WORK TO COMPLETE> From the entries below, extract each line that contains the word "girl" and copy it whole.

━━━ EXTRACTED MATERIAL

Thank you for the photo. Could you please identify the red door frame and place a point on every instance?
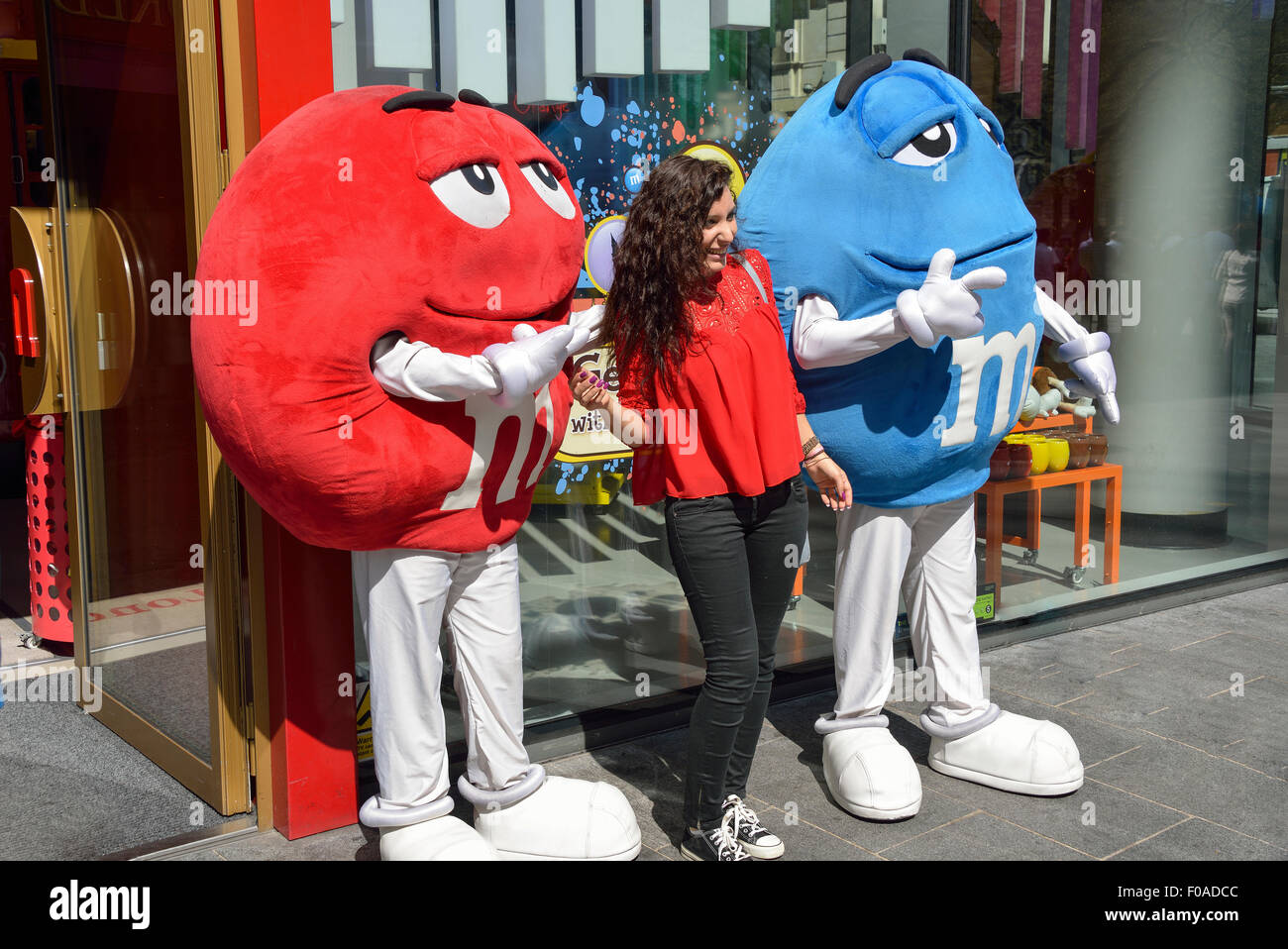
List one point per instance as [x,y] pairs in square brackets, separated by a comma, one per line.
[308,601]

━━━━━━
━━━ EXTRACTED MATERIAL

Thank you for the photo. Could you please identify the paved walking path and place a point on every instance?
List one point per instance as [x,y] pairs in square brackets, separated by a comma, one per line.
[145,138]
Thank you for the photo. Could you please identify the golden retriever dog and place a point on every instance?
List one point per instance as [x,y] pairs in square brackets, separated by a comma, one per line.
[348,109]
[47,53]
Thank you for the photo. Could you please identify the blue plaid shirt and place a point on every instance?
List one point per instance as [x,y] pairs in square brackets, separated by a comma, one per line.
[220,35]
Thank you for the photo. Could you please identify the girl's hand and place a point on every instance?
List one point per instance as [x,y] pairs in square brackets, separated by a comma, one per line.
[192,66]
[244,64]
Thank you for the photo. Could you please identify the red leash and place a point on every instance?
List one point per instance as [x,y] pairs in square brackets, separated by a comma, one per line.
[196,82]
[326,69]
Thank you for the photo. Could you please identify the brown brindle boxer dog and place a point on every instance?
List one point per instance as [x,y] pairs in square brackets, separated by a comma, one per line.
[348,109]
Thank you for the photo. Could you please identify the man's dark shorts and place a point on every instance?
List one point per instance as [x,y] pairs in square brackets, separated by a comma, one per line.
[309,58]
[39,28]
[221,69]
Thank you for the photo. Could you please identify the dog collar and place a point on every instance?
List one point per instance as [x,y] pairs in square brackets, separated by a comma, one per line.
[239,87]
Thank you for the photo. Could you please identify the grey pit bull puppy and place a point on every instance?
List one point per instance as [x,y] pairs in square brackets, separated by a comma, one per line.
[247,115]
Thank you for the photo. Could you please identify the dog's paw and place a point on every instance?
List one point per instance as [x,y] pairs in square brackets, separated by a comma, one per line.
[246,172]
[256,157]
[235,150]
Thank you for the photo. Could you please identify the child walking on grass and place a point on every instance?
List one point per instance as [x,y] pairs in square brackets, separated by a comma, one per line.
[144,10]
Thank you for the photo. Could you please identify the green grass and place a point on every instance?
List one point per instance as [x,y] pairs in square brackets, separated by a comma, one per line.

━━━━━━
━━━ EXTRACTED MATERIAL

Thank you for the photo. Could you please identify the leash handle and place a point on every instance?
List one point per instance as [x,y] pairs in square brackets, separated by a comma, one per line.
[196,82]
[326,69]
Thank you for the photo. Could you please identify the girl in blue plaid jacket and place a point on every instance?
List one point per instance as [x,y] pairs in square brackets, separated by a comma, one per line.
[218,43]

━━━━━━

ANSWER TO THIS PROBLEM>
Thank you for the photo. Could you please identify the girl's hand and place a point on every instance?
Thank you for the photo. Could you please identify the girl in blue plaid jacket and place a point on every instance?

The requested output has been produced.